**Direction**. Reproduce every one of the rows below word for word, changing nothing.

Dataset rows about object locations:

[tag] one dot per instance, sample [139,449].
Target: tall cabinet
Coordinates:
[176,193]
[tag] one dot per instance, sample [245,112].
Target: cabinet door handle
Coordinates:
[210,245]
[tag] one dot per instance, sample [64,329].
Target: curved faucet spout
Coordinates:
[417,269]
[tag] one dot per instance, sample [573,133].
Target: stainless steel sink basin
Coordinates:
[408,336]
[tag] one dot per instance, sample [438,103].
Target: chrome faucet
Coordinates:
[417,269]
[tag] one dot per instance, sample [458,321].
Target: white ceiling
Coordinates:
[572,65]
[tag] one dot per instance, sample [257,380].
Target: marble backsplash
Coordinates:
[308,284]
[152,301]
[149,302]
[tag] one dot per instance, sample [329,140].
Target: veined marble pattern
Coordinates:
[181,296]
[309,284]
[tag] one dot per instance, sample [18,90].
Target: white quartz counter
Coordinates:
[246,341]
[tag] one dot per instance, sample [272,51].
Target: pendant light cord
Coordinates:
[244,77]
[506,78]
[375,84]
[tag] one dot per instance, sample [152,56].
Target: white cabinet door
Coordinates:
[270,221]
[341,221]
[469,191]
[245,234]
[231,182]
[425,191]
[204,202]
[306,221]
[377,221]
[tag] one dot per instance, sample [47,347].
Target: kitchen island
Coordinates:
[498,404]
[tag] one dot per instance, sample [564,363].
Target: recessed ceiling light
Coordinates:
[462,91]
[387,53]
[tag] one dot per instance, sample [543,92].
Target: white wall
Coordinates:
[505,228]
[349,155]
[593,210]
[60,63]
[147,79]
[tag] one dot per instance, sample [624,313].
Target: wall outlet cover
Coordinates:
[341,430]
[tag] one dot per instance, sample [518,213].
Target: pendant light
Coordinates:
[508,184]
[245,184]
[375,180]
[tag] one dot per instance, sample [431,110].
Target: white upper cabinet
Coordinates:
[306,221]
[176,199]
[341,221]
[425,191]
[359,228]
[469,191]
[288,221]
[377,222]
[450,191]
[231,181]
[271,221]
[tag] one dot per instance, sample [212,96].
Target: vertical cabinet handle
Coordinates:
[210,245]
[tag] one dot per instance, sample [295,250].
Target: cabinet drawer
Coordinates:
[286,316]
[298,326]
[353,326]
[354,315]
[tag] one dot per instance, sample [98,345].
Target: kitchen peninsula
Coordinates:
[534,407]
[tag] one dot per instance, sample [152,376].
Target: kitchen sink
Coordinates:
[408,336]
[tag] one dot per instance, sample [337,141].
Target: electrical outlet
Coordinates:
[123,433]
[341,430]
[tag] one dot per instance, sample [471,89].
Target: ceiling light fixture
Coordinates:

**Output of the exercise**.
[tag] one dot per instance, sample [139,449].
Target: tall cabinet
Coordinates:
[176,193]
[tag] one dot per instance, sample [245,112].
Target: cabinet door handle
Coordinates:
[210,245]
[tag] one dot per instance, sample [64,329].
Target: curved faucet spout
Coordinates:
[417,269]
[tag] one dot per instance, sample [573,133].
Target: stainless steel sink basin
Coordinates:
[408,336]
[tag] one dot per instance, sample [438,103].
Target: chrome faucet
Coordinates:
[417,269]
[tag] one dot per instance, sample [458,321].
Target: white ceiling
Coordinates:
[572,65]
[tag] one dot per instance, sample [257,380].
Target: marble backsplash
Coordinates:
[308,284]
[152,301]
[149,302]
[tag] one dot per instance, sample [329,140].
Target: veined marble pattern
Coordinates:
[181,296]
[309,284]
[tag] one dot per instance, sample [18,90].
Target: white quartz counter
Coordinates:
[246,341]
[tag] one dot per instance, sample [272,51].
Target: pendant light cord
Coordinates:
[244,77]
[506,78]
[375,84]
[tag] one dot per instance, sample [152,56].
Target: white cabinet door
Coordinates:
[270,221]
[341,221]
[469,191]
[245,234]
[231,182]
[425,191]
[204,202]
[306,221]
[377,221]
[tag] one dot per instance, sample [47,347].
Target: kitchen island
Coordinates:
[498,404]
[tag] one dot per instance, sample [564,363].
Target: recessed ceiling light
Coordinates:
[462,91]
[387,53]
[tag] one dot per instance, sample [543,92].
Target: white wall
Coordinates:
[505,228]
[349,155]
[593,210]
[60,63]
[147,79]
[tag] one dot per instance, sample [624,313].
Target: wall outlet cover
Coordinates:
[341,430]
[tag] one dot per instance, sample [518,213].
Target: pendant light
Coordinates:
[508,184]
[245,184]
[375,180]
[tag] one dot per instance, sample [431,110].
Target: white upper cabinet
Coordinates:
[306,221]
[176,199]
[341,221]
[425,191]
[359,228]
[469,191]
[288,221]
[377,222]
[450,191]
[231,181]
[271,221]
[tag] one dot per instance, sample [212,96].
Target: vertical cabinet handle
Coordinates:
[210,245]
[tag] one dot per instance, sample [295,250].
Target: cabinet drawer
Coordinates:
[286,316]
[298,326]
[353,326]
[354,315]
[tag] one dot per instance, sample [98,345].
Target: kitchen peninsula
Coordinates:
[534,407]
[tag] one dot per instance, sample [152,376].
Target: kitchen sink
Coordinates:
[408,336]
[tag] one dot per instance, sample [337,141].
Target: electrical outlet
Coordinates:
[123,433]
[341,430]
[tag] one dot per instance, sample [471,89].
Target: ceiling light fixture
Coordinates:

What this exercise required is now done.